### [TEXTAUSZUG]
**********

In der Zwischenzeit war die Ehefrau des Patienten erreicht worden und berichtete, dass ihr Mann in der Vorgeschichte vor einigen Jahren bereits einen kleinen Schlaganfall ohne bleibende Folgen und einen Herzinfarkt mit kardialem Stenting erlitten habe. Dauermedikation: ASS 100 mg, Candesartan 16 mg, Atorvastatin 40 mg, Tamsulosin.
Da sich der Patient trotz globaler Aphasie weitgehend ruhig verhielt, erfolgte die Angiografie ohne Narkose in Stand-by durch die Anästhesie. Die Leistenpunktion gelang problemlos (Door-to-Groin-Zeit von 48 Minuten). In der Angiografie zeigte sich weiterhin ein Verschluss der A. cerebri media links im Bereich der Trifurkation, die Rekanalisation gelang unter Einsatz eines Stent-Retrievers mit dem zweiten Retrieval vollständig (TICI 3). Breits unmittelbar nach Rekanalisation besserte sich die Hemiparese und der Patient konnte den Arm heben, während die Aphasie persistierte. Die weitere Überwachung erfolgte in der Stroke-Unit, wo sich auch die klinische Symptomatik im Verlauf der nächsten 24 Stunden weiter verbesserte. Am Folgetag zeigte sich im Kontroll-CT ein kleiner demarkierter Infarkt im Bereich der vorderen Insel und des vorderen Operkulums bei leichter verbleibender Aphasie, leichter Dysarthrie und fazialer Parese lag der NIHSS bei 4. Am Monitor zeigte sich in der Nacht intermittierendes Vorhofflimmern.
Ob auch Patienten mit FXa-Hemmern gefahrlos thrombolysiert werden können, wird durch prospektive Studien gezeigt werden müssen. Solche Studien befinden sich aktuell in Vorbereitung.
Thrombektomie
Eine Vielzahl von Studien belegt, dass die mechanische Thrombektomie bei Patienten mit Verschlüssen der distalen Arteria carotis interna und der proximalen Arteria cerebri media in einem Zeitfenster von bis zu 24 Stunden einer rein konservativen Therapie deutlich überlegen ist [30], [31]. Dies gilt auch für Verschlüsse der Arteria basilaris (siehe unten).
Thrombektomie beim leichten Schlaganfall
Zu der Fragestellung, ob die die Thrombektomie bei leichten Schlaganfällen wirksam ist, gibt es überwiegend Beobachtungsstudien. Eine Metaanalyse von 11 Beobachtungsstudien und Registerstudien bei Patienten mit leichtem Schlaganfall, definiert als ein NIHSS ≤ 5, fand für den primären Endpunkt mRS 0–1 nach 90 Tagen, dass die Thrombektomie einer rein konservativen Therapie nicht überlegen war [32]. Die Studie umfasste 2019 Patienten, die thrombektomiert wurden, und 3171 Patienten mit rein konservativer Behandlung. Die Thrombektomie ging mit einem signifikant erhöhten Blutungsrisiko einher.

**********

### [DATENAUSZUG]
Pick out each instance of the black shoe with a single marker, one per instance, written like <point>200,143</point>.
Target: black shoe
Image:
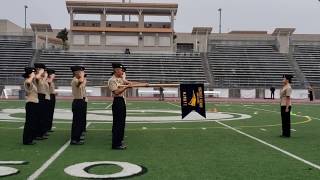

**********

### [AUFGABE]
Schreiben Sie den Text über die Thrombektomie beim Schlaganfall im Anschluss an seinen letzten Satz weiter.

### [ERGEBNIS]
Thrombektomie bei großen Schlaganfällen
Mehrere randomisierte Studien haben die Wirksamkeit und Sicherheit der endovaskulären Thrombektomie bei Patienten mit schweren ischämischen Schlaganfällen gezeigt [33], [34], [35]. Die SELECT-Studie hatte für ein 90-Tage-Intervall gezeigt, dass bei Patienten mit großen ischämischen Schlaganfällen die endovaskuläre Thrombektomie zu besseren funktionellen Ergebnissen als die medizinische Versorgung führte, jedoch mit vaskulären Komplikationen verbunden war. Zerebrale Blutungen traten in beiden Gruppen nur selten auf [34]. Eine Nachuntersuchung der Patienten in der SELECT2-Studie nach einem Jahr zeigte bei Patienten mit großem ischämischem Schlaganfall aufgrund eines proximalen Verschlusses einer hirnversorgenden Arterie, dass die Thrombektomie plus medizinische Behandlung einen signifikanten Vorteil für das funktionelle Ergebnis im Vergleich zur alleinigen medizinischen Behandlung hat [36].
Die TENSION-Studie war eine weitere Studie, die bei 253 Patienten mit großen ischämischen Schlaganfällen in der vorderen Zirkulation die Thrombektomie mit Best medical Care verglich [37]. Die Studie wurde wegen Überlegenheit der Thrombektomie bezogen auf den primären Endpunkt nach 90 Tagen wegen Überlegenheit der Thrombektomie abgebrochen. Es ergab sich auch eine signifikante Reduktion der Mortalität.
Eine weitere Studie zur Thrombektomie bei bereits ausgedehntem Infarkt war die französische LASTE-Studie [38]. Diese Studie hat insofern noch einmal neue Aspekte zum Thema beigetragen, da es für den Einschluss keine Obergrenze für die Größe der akuten Schlaganfallläsion gab; es wurden also Patienten mit ASPECTS 0–5 im Zeitfenster bis 6 Stunden eingeschlossen. Insgesamt waren 333 Patienten randomisiert, und es zeigte sich wie in den vorangegangenen Studien ein signifikant besseres funktionelles Outcome in der Thrombektomie-Gruppe – und wie in der TENSION Studie auch eine Reduktion der Mortalität. Der Nutzen der Thrombektomie war dabei sowohl bei Patienten mit ASPECTS 3–5 als auch in der Gruppe der Patienten mit ASPECTS 0–2 nachweisbar.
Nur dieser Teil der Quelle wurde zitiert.